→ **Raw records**
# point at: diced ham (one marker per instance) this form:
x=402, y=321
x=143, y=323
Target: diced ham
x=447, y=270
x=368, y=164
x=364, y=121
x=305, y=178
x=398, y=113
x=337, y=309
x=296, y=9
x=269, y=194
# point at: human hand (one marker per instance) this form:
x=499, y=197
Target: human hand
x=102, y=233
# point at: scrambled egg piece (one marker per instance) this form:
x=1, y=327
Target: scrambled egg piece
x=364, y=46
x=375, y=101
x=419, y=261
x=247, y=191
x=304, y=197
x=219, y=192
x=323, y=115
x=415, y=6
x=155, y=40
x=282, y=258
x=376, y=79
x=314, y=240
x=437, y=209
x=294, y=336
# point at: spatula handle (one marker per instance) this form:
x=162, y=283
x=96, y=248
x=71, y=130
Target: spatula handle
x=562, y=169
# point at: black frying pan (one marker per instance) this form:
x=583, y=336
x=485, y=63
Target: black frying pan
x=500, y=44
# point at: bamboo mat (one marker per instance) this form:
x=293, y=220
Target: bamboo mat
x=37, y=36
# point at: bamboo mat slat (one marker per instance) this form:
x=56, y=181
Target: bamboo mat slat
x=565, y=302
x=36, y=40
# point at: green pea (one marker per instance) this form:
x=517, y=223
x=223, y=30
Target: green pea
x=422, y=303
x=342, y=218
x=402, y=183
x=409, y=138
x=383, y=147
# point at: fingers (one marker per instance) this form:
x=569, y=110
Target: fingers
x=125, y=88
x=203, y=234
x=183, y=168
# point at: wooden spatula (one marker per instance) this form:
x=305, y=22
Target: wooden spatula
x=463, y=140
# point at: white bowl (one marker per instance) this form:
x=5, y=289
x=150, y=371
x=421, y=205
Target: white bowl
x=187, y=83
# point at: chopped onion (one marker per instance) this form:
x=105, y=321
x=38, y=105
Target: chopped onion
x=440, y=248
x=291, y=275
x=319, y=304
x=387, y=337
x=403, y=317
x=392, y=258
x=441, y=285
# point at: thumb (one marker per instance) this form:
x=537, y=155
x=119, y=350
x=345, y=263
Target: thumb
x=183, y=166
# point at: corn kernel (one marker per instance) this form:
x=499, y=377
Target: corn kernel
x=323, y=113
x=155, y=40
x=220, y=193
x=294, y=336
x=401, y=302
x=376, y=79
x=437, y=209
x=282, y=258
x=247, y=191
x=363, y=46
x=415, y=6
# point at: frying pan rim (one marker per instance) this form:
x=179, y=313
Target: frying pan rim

→ **EXERCISE BRIEF**
Please convert all of the material above into a Markdown table with the columns Row and Line, numbering each line in order and leaving out any blank lines.

→ **EXERCISE RESULT**
| Row | Line |
|---|---|
| 1 | # point at: diced ham (one marker per instance) this form: |
| 2 | x=402, y=321 |
| 3 | x=143, y=323 |
| 4 | Target: diced ham |
| 5 | x=447, y=270 |
| 6 | x=368, y=164 |
| 7 | x=364, y=121 |
| 8 | x=305, y=178 |
| 9 | x=398, y=113 |
| 10 | x=337, y=309 |
| 11 | x=296, y=9 |
| 12 | x=269, y=194 |
| 13 | # point at: human hand (one marker per instance) this form: |
| 14 | x=499, y=197 |
| 15 | Target: human hand |
| 16 | x=102, y=233 |
| 17 | # point at: scrambled egg piece (one marker per instance) this form: |
| 18 | x=1, y=327 |
| 19 | Target: scrambled egg piece |
| 20 | x=364, y=46 |
| 21 | x=375, y=101 |
| 22 | x=419, y=261 |
| 23 | x=247, y=191 |
| 24 | x=304, y=197 |
| 25 | x=219, y=192 |
| 26 | x=323, y=115 |
| 27 | x=415, y=6 |
| 28 | x=155, y=40 |
| 29 | x=282, y=258 |
| 30 | x=376, y=79 |
| 31 | x=314, y=240 |
| 32 | x=437, y=209 |
| 33 | x=294, y=336 |
| 34 | # point at: spatula handle (one marker per instance) this form: |
| 35 | x=162, y=283 |
| 36 | x=96, y=248 |
| 37 | x=71, y=130 |
| 38 | Target: spatula handle |
| 39 | x=562, y=169 |
| 40 | # point at: black frying pan (one marker per instance) this form: |
| 41 | x=583, y=336 |
| 42 | x=485, y=63 |
| 43 | Target: black frying pan |
| 44 | x=500, y=44 |
| 45 | # point at: bamboo mat (one marker per instance) this form: |
| 46 | x=293, y=220 |
| 47 | Target: bamboo mat |
| 48 | x=37, y=36 |
| 49 | # point at: bamboo mat slat (one marker per instance) this form: |
| 50 | x=56, y=181 |
| 51 | Target: bamboo mat slat |
| 52 | x=565, y=302 |
| 53 | x=36, y=40 |
| 54 | # point at: green pea (one marker per instance) this form: |
| 55 | x=517, y=223 |
| 56 | x=223, y=30 |
| 57 | Target: green pea |
| 58 | x=422, y=303 |
| 59 | x=342, y=218 |
| 60 | x=402, y=183 |
| 61 | x=409, y=138 |
| 62 | x=383, y=147 |
| 63 | # point at: fingers (one marker per instance) this form: |
| 64 | x=569, y=110 |
| 65 | Target: fingers |
| 66 | x=125, y=88 |
| 67 | x=203, y=234 |
| 68 | x=183, y=168 |
| 69 | # point at: wooden spatula (one marker per instance) this form: |
| 70 | x=305, y=22 |
| 71 | Target: wooden spatula |
| 72 | x=463, y=140 |
| 73 | # point at: white bowl (one marker per instance) this form: |
| 74 | x=5, y=289 |
| 75 | x=150, y=371 |
| 76 | x=421, y=205 |
| 77 | Target: white bowl |
| 78 | x=187, y=83 |
| 79 | # point at: chopped onion (one marker per instance) this form: |
| 80 | x=105, y=321 |
| 81 | x=38, y=105 |
| 82 | Target: chopped onion |
| 83 | x=440, y=248 |
| 84 | x=291, y=275 |
| 85 | x=319, y=304 |
| 86 | x=387, y=337 |
| 87 | x=403, y=317 |
| 88 | x=392, y=258 |
| 89 | x=441, y=285 |
| 90 | # point at: thumb (one marker per instance) this form: |
| 91 | x=537, y=155 |
| 92 | x=119, y=350 |
| 93 | x=345, y=263 |
| 94 | Target: thumb |
| 95 | x=183, y=166 |
| 96 | # point at: corn kernel (one marker per instance) this form: |
| 97 | x=499, y=377 |
| 98 | Target: corn kernel |
| 99 | x=323, y=113 |
| 100 | x=155, y=40 |
| 101 | x=220, y=193 |
| 102 | x=294, y=336 |
| 103 | x=401, y=302 |
| 104 | x=376, y=79 |
| 105 | x=437, y=209 |
| 106 | x=282, y=258 |
| 107 | x=247, y=191 |
| 108 | x=363, y=46 |
| 109 | x=415, y=6 |
| 110 | # point at: frying pan rim (one marker per instance) this form: |
| 111 | x=179, y=313 |
| 112 | Target: frying pan rim |